PROBLEM TO SOLVE:
Word for word, transcribe the data below.

━━━━━ AVAILABLE DATA

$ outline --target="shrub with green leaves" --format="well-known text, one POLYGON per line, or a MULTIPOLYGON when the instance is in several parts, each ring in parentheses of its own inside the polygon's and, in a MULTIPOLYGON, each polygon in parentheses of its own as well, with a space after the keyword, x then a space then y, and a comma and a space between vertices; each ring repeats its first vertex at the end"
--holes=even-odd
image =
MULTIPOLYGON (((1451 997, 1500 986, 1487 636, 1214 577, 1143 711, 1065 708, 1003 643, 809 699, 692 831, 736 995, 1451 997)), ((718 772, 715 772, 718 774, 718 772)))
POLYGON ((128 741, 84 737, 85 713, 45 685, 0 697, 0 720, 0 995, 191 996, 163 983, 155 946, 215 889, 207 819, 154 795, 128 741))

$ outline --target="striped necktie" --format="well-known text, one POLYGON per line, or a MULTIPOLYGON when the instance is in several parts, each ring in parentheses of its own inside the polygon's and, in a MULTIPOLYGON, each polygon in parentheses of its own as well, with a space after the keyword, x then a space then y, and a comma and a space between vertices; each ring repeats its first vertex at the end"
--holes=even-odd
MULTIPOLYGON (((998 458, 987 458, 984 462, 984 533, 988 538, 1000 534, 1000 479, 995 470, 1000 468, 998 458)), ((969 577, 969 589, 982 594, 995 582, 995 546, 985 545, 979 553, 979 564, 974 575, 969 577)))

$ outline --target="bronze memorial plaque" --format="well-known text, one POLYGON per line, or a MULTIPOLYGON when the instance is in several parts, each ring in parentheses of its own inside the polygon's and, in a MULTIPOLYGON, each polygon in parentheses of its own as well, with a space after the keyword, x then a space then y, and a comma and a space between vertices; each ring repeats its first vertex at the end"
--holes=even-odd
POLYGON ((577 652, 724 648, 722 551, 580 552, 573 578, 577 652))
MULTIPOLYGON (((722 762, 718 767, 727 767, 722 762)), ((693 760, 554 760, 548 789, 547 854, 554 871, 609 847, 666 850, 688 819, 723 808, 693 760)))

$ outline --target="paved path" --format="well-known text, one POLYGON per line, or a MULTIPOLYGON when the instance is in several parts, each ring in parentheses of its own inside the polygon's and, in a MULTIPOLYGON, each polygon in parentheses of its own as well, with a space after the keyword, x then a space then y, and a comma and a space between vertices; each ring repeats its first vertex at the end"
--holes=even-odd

━━━━━━━━━━

SOLUTION FOR THIS PROBLEM:
$ outline --target="shrub with green leaves" --format="well-known text, one POLYGON per line, or a MULTIPOLYGON when the instance is in several parts, each ring in parentheses of its own inside the polygon's and, in a MULTIPOLYGON, each polygon in parentheses of its own as well, with a space after the keyword, x then a space then y, and a comma and a space between vertices; each ring repeats its first vertex at the end"
--holes=even-odd
image =
MULTIPOLYGON (((1451 997, 1500 986, 1487 636, 1214 577, 1143 711, 1065 708, 1003 643, 809 699, 692 831, 736 995, 1451 997)), ((718 772, 715 772, 718 774, 718 772)))
POLYGON ((128 741, 84 737, 85 713, 45 685, 0 697, 0 720, 0 995, 191 996, 163 983, 155 946, 215 889, 207 819, 154 795, 128 741))

$ outline --target="striped necktie" --format="well-known text, one POLYGON per line, or a MULTIPOLYGON when the instance is in several parts, each ring in parentheses of its own inside the polygon's and, in a MULTIPOLYGON, each polygon in parentheses of its own as well, with a space after the keyword, x then a space then y, and a comma and a space between vertices; each ring repeats its first vertex at the end"
--holes=even-odd
MULTIPOLYGON (((998 458, 987 458, 984 462, 984 533, 988 538, 1000 534, 1000 479, 995 470, 1000 468, 998 458)), ((969 577, 969 589, 982 594, 995 582, 995 546, 985 545, 979 553, 979 564, 974 575, 969 577)))

$ outline --target="bronze memorial plaque" --format="well-known text, one POLYGON per line, or a MULTIPOLYGON when the instance is in several parts, each ring in parentheses of its own inside the polygon's and, in a MULTIPOLYGON, each polygon in parentheses of its own as well, with a space after the keyword, x then a space then y, and a comma and a space between vertices; each ring repeats its first vertex at the end"
--holes=even-odd
POLYGON ((577 652, 724 648, 722 551, 580 552, 573 578, 577 652))
MULTIPOLYGON (((722 762, 718 767, 727 767, 722 762)), ((693 760, 554 760, 548 789, 547 854, 554 871, 609 847, 666 850, 688 819, 723 808, 693 760)))

$ outline --target="paved path" --format="well-known text, one POLYGON per line, or a MULTIPOLYGON when the instance is in several parts, each ring in parentheses of its own inside the polygon's and, in a MULTIPOLYGON, each polygon in parentheses of its own as well, with a space after the keyword, x then a space then y, and a comma and a space between vertices; each ring repeats its first vertex at the end"
--holes=even-odd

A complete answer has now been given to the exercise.